Les enseignemens de la géologie font voir que la configuration des continens a été sujette à d’incessantes oscillations, en sorte que, d’une époque à l’autre, ils n’ont affecté ni les mêmes contours ni les mêmes reliefs ; la direction des vallées et le cours des fleuves ont varié comme tout le reste. — Lors du quaternaire, l’Angleterre était soudée à la France, l’Allemagne du Nord noyée sous les eaux ; nos principales chaînes disparaissaient sous d’immenses glaciers. En remontant plus loin, jusque dans les temps tertiaires, on rencontre une Europe dont les Alpes sont absentes, tandis que la mer découpe le milieu du continent et le prolonge jusqu’au centre de l’Asie. L’Afrique et l’Espagne communiquent ; l’Italie n’est encore qu’une série d’îlots. — À l’époque de la craie moyenne, l’Europe vient à peine d’acquérir les proportions d’un continent ; peut-être servait-elle d’appendice à une terre cachée depuis sous les flots de l’Atlantique. Paris a été longtemps un golfe : lors de la période néocomienne, ce golfe semble avoir été cerné par une ceinture de hautes montagnes boisées. Dans un âge un peu postérieur, le « cénomanien, » une grande mer vint occuper l’intérieur de l’Amérique du Nord et couvrit longtemps la vallée du Missouri et les plaines de l’Arkansas. Ces exemples, pris en courant parmi les premiers qui s’offrent à la pensée, suffisent pour démontrer combien la surface de notre globe a subi de bouleversemens physiques. Le climat et la température n’ont pas été soumis à de moindres altérations à partir de l’égalité originaire. Ce sont bien là, nous ne saurions en douter, les facteurs à l’action combinée desquels sont dus en réalité les domaines végétaux que nous avons passés en revue. Ceux-ci, par cela même, au lieu de représenter le berceau des espèces qu’ils comprennent, loin d’être pour la végétation locale un point de départ et d’origine, traduisent uniquement une des phases de cette végétation, la dernière et la plus récente de celles qui se sont succédé à la surface du globe. À chaque révolution physique qui s’opérait, la végétation influencée par elle a dû se mettre en harmonie avec les changemens survenus, avant d’offrir l’aspect qu’elle a dans chaque région déterminée ; mais cet aspect, loin d’être immuable, est susceptible de varier de nouveau, de même qu’il a été amené le plus souvent par des gradations insensibles.

#### Données fournies:
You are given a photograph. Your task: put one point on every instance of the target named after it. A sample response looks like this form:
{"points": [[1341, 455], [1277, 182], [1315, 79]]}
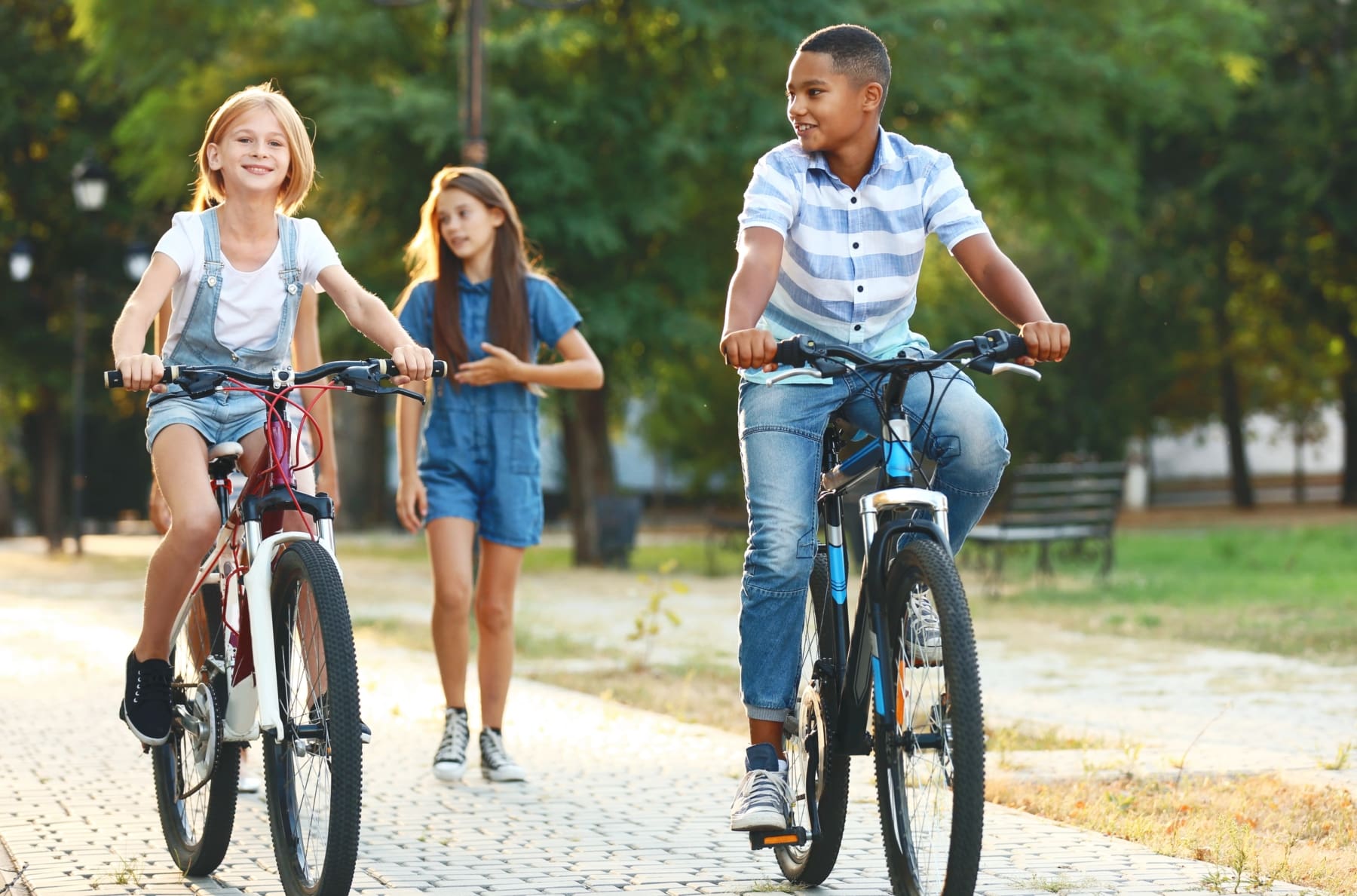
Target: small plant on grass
{"points": [[651, 619], [1340, 760]]}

#### Consigne:
Prolongez le texte sur les bouleversements du globe et la végétation à la suite de sa dernière phrase.

#### Résultat attendu:
Affectées dans leur raison d’être par les révolutions physiques, les formes végétales, tout en subissant à la longue de véritables transformations, ne sont pas demeurées non plus enchaînées aux mêmes lieux ; elles ont changé de place selon les temps et les circonstances. Aux ébranlemens extérieurs ont répondu à toutes les époques des évolutions organiques et des déplacemens d’une amplitude plus ou moins marquée. C’est par toutes ces causes réunies : abaissement de la température, altérations des climats, modification des surfaces et des attenances continentales, déplacement des espèces, élimination des unes et extension ou cantonnement des autres, que les domaines végétaux n’ont cessé de présenter des différences, d’une période à l’autre, dans le cours immense du temps écoulé depuis l’épanouissement des premières flores et encore plus depuis le moment où le froid polaire eut commencé de se manifester, en accentuant graduellement son intensité.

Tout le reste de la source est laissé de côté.